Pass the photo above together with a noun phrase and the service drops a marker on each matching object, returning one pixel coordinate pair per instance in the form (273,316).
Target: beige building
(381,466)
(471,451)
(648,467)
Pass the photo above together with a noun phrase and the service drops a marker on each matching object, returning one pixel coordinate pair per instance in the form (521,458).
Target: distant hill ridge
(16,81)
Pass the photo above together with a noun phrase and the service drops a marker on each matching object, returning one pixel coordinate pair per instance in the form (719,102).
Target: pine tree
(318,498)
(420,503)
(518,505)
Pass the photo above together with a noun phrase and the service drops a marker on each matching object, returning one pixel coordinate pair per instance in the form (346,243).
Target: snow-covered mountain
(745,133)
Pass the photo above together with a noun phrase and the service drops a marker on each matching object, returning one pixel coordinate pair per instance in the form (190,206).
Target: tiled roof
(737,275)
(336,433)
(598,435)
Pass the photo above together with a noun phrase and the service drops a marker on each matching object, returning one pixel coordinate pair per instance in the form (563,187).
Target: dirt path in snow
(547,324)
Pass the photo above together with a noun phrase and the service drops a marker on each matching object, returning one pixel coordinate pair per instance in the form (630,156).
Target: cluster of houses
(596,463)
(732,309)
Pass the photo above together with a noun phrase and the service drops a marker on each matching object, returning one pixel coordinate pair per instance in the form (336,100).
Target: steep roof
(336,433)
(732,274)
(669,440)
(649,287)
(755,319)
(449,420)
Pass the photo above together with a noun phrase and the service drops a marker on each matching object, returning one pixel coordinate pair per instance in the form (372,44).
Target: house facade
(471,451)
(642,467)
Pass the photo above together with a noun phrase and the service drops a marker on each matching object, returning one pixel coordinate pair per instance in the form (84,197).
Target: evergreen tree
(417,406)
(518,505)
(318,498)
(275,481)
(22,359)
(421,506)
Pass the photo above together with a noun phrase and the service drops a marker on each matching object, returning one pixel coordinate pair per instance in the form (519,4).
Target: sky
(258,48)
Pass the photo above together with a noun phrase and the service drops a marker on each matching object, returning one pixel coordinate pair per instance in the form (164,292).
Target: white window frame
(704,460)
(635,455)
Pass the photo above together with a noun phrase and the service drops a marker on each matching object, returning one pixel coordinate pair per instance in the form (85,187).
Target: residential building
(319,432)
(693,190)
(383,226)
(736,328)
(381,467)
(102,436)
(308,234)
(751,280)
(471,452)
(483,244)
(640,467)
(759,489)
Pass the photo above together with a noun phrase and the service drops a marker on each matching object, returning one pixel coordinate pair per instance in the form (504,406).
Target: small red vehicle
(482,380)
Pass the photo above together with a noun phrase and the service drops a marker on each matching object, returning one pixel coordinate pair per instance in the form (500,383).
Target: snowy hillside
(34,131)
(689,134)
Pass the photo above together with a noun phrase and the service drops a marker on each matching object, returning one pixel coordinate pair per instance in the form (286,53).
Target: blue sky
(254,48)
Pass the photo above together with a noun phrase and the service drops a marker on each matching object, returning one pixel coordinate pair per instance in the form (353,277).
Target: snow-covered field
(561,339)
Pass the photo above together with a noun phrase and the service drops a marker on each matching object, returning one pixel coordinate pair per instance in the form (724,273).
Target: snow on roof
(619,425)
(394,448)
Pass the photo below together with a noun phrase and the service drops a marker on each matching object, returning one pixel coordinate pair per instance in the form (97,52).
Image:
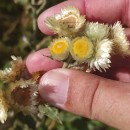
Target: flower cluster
(81,42)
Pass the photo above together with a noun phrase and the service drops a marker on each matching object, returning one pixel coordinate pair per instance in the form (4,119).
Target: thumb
(88,95)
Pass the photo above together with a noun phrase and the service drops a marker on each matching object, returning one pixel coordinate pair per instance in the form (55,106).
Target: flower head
(121,44)
(59,48)
(81,49)
(68,23)
(101,58)
(14,72)
(96,31)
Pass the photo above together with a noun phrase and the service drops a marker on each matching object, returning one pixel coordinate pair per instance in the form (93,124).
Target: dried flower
(68,23)
(91,43)
(121,44)
(3,108)
(81,49)
(96,31)
(101,58)
(13,73)
(59,48)
(22,96)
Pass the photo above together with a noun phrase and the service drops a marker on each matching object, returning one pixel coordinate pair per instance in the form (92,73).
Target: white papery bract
(121,44)
(96,31)
(101,59)
(67,23)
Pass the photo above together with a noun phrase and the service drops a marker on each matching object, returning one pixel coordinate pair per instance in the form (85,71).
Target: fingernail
(53,87)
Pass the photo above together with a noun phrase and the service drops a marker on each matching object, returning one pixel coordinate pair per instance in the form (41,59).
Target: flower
(96,31)
(81,49)
(121,44)
(68,23)
(101,58)
(3,108)
(59,48)
(14,72)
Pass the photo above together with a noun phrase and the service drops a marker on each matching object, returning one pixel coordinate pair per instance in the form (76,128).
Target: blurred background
(19,35)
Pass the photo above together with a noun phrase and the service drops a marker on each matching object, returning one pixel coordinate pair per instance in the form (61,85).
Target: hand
(85,94)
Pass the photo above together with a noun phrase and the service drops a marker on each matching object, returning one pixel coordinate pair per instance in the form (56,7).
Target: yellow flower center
(82,47)
(59,47)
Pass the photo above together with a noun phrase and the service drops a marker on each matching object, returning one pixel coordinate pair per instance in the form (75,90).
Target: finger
(88,95)
(39,61)
(117,73)
(55,10)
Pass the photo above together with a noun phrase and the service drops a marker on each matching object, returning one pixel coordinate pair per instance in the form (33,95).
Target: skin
(107,97)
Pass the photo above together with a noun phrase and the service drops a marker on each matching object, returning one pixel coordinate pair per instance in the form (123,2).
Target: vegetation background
(19,35)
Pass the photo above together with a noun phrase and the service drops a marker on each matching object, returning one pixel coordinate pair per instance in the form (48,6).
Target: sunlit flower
(121,44)
(101,58)
(14,72)
(59,48)
(96,31)
(3,108)
(81,49)
(68,23)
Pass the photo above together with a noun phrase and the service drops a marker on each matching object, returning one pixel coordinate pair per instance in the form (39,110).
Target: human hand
(82,93)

EXERCISE PROMPT: The expected output is every entry above, retyped exactly, with the pictures removed.

EXERCISE OUTPUT:
Pass the photo above together with a noun phrase and the service drops a marker on each matching object, returning one pixel coordinate pair per instance in the form (273,316).
Target: beige building
(381,466)
(471,451)
(648,467)
Pass the photo above together with a noun phrase and the service drops a marker on each matching object, returning one pixel coordinate pair per instance in the form (521,458).
Target: distant hill ridge
(16,81)
Pass the photo above together with a noun phrase and the service drops a marker on each matching object, returning one pixel coordinate pair per instance in the form (719,102).
Target: pine tree
(318,498)
(420,503)
(518,505)
Pass the photo above together with a noun phrase and the service drops a marker on each matching object, returning one pixel coordinate pair per instance in the form (346,243).
Target: snow-covered mountain
(745,133)
Pass the photo above together with a noun phrase and the service drops a marker on each matching object, returning one pixel coordinate pair per instance in the form (190,206).
Target: tiled roof
(737,275)
(336,433)
(598,435)
Pass the photo above together with a noun phrase and the service drops a marker on each matching object, returning one pixel coordinate pair per instance in the form (563,187).
Target: dirt path in snow
(547,324)
Pass the photo above together with a noun phrase and the service drops a marker on each matching object, returning one pixel coordinate pair per instance in the form (630,156).
Target: cluster of houses
(596,463)
(732,309)
Pass the photo above together with a noun phrase and the service drops a marker on each matching object, returning one pixel coordinate pair per instance in the form (336,100).
Target: steep roof
(336,433)
(732,274)
(669,440)
(649,287)
(755,319)
(449,420)
Pass the photo above together with a noun phrase and the service drops a marker on each matching object, returning one pixel coordinate pair per instance in the form (372,44).
Target: house facade
(471,451)
(642,467)
Pass the photo above together with a noun phrase and the service drops a marker on each matching object, returning one pixel coordinate pair per instance in the form (84,197).
Target: evergreen tree
(417,406)
(518,505)
(318,498)
(275,481)
(22,359)
(421,506)
Pass the photo above together with a noun phrase and the service drops a marker on each matching object, returning one pixel coordinate pair per instance in the form (519,4).
Target: sky
(258,48)
Pass the photo above together with a noun phrase and the service drops a marker on each matching object, returning one pixel coordinate pair per instance in the form (164,292).
Target: white window frame
(704,460)
(635,455)
Pass the photo above together with a noun phrase and the service drops a marker on each matching object, returning one pixel coordinate pair per instance in the form (85,187).
Target: residential building
(319,432)
(693,190)
(383,226)
(736,328)
(381,467)
(102,436)
(308,234)
(751,280)
(471,452)
(483,244)
(640,467)
(759,489)
Pass the photo above together with a noun phrase and the service drops a marker on each matching object, returning one pixel coordinate pair per instance in the form (504,406).
Target: small red vehicle
(482,380)
Pass the photo above together with a noun phrase and the service drops a marker on each matching object, returning one pixel coordinate pair per instance in the form (500,383).
Target: snowy hillside
(34,131)
(689,134)
Pass the photo above together with a noun phrase and the service drops a marker on each matching object, returning one pixel coordinate pair per instance in the form (286,53).
Target: blue sky
(254,48)
Pass the photo above together with a noun phrase and the service drops a marker on each matching object, returning one pixel coordinate pair per instance in the form (353,277).
Target: snow-covered field
(561,339)
Pass the photo above together with a noun phrase and the service drops a marker on each matching object, returning one pixel coordinate pair per instance in the form (724,273).
Target: snow on roof
(619,425)
(394,448)
Pass the photo below together with a noun phrase and the service drops a marker on each matching object, returning one pixel coordinate pair per instance in the form (97,52).
Image:
Target: flower cluster
(81,42)
Pass the photo above together with a noun phrase and the service drops a marker on each matching object, returning one pixel coordinate pair per instance in the form (4,119).
Target: thumb
(88,95)
Pass the photo above together with a noun phrase and the service drops a marker on each matching object, returning one pixel coordinate pair per instance in the form (55,106).
Target: flower head
(121,44)
(59,48)
(81,49)
(68,23)
(101,58)
(14,72)
(96,31)
Pass the photo above together with a noun phrase and the service drops a marker on each matching object, returning one pixel coordinate pair per instance in the form (93,124).
Target: dried flower
(68,23)
(91,43)
(121,44)
(3,108)
(81,49)
(96,31)
(101,58)
(13,73)
(59,48)
(22,96)
Pass the photo above together with a noun phrase and the service drops a marker on each matching object, returning one pixel coordinate pair per instance in the form (92,73).
Target: white papery bract
(121,44)
(96,31)
(101,59)
(67,23)
Pass the photo above together with a noun phrase and the service drops a marker on each matching object, returning one pixel coordinate pair per instance in the form (85,71).
Target: fingernail
(53,87)
Pass the photo above together with a noun phrase and the service drops a marker on each matching object, returning one pixel coordinate pair per instance in the form (41,59).
Target: flower
(96,31)
(81,49)
(121,44)
(68,23)
(101,58)
(3,108)
(59,48)
(14,72)
Pass the photo above together with a noun phrase and the service drops a marker on each matching object, returning one pixel coordinate pair per instance in the form (76,128).
Target: blurred background
(19,35)
Pass the photo above together with a noun phrase and the service drops a marker on each matching object, returning one pixel coordinate pair per instance in the form (61,85).
Target: hand
(85,94)
Pass the photo above together with a noun phrase and the service drops a marker on each matching object, returning one pixel coordinate pair per instance in the form (56,7).
Target: yellow flower center
(82,47)
(59,47)
Pass the photo above together with a noun phrase and the service drops a marker on each matching object, returning one pixel coordinate pair per instance in the form (75,90).
Target: finger
(88,95)
(39,61)
(117,73)
(55,10)
Pass the photo above together with a noun phrase and the service drops a marker on each matching object, returning one pixel coordinate pair per instance in the form (33,95).
Target: skin
(107,97)
Pass the photo above together with a noun phrase and the service drops a marker on each matching object, returning one pixel coordinate pair per instance in the form (123,2).
Target: vegetation background
(19,35)
Pass the photo above together with a noun phrase and the service drops a marker on each matching object, returning one pixel coordinate pair per instance in the form (48,6).
Target: sunlit flower
(121,44)
(101,58)
(14,72)
(59,48)
(96,31)
(3,108)
(81,49)
(68,23)
Pass the photo above together with a noun phrase and the service drops a marker on each matching object, returning one pixel coordinate pair per instance in the form (39,110).
Target: human hand
(82,93)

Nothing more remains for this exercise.